··· Input material ···

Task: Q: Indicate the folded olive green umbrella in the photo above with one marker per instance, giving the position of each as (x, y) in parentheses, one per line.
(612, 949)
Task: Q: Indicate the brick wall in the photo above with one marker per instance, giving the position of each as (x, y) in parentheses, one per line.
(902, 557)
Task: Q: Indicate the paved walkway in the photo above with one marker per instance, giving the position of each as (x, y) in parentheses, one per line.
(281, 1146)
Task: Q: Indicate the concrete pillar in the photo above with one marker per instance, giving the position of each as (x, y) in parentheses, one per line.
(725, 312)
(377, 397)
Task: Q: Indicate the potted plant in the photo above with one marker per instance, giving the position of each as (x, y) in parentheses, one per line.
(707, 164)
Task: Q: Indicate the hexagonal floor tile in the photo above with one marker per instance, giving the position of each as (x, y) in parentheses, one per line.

···

#### What to produce
Convert every line of the items above into a Markdown table with the columns Row and Line. Put each line's number in Row and its text in Line, and skip any blank lines.

#### Correct answer
| Row | Line |
|---|---|
| 1 | Task: Q: Indicate the folded olive green umbrella in the photo above with one marker per instance, giving the position of each as (x, y) in parentheses, one per line. |
| 2 | (612, 949) |
| 3 | Task: Q: Indicate the brick wall in the photo above with one marker per instance, giving the position of each as (x, y) in parentheses, one per line. |
| 4 | (902, 557) |
| 5 | Task: Q: Indicate the paved walkway in the photo above with one marker per instance, giving the position of each as (x, y) in parentheses, one per line. |
| 6 | (281, 1146) |
| 7 | Task: Q: Indicate the concrete pillar in the photo above with one marker per instance, giving the position of each as (x, y) in parentheses, one per line. |
| 8 | (725, 312) |
| 9 | (377, 397) |
| 10 | Task: Q: Indicate the potted plant in the photo above with one marker per instance, giving the position of each as (x, y) in parentheses, one per line. |
| 11 | (707, 164) |
| 12 | Task: Q: Indicate the hexagonal floor tile in the photo above with one marker per instance, giving the position of each as (x, y) in parentheses, one per line. |